(Recorded data)
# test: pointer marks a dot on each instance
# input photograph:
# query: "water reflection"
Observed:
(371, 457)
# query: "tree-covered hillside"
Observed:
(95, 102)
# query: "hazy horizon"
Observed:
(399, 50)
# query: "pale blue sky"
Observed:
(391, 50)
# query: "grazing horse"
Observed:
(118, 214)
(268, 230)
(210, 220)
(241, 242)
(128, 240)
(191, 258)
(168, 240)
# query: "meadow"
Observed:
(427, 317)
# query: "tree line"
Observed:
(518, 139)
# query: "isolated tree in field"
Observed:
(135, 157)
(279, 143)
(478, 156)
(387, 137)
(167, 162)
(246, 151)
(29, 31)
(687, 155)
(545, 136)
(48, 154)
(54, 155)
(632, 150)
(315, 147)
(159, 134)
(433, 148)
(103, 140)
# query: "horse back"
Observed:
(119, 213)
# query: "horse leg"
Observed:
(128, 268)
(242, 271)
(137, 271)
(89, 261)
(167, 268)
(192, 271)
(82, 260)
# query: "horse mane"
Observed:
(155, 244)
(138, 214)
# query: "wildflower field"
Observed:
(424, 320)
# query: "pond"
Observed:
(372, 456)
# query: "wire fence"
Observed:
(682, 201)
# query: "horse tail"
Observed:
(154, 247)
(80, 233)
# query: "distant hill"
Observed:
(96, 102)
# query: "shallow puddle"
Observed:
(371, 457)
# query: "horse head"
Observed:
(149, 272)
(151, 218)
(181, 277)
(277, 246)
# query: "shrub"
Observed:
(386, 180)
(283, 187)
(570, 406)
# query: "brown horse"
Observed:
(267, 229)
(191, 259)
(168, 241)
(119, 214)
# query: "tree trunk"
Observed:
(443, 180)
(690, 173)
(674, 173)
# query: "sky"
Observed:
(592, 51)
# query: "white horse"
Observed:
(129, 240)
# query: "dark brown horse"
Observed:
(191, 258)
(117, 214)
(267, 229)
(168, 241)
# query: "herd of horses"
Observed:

TASK DETAILS
Each line with the word "brown" in the records above belongs in the result; copy all of them.

ANSWER
# query: "brown horse"
# query: "dark brown horse"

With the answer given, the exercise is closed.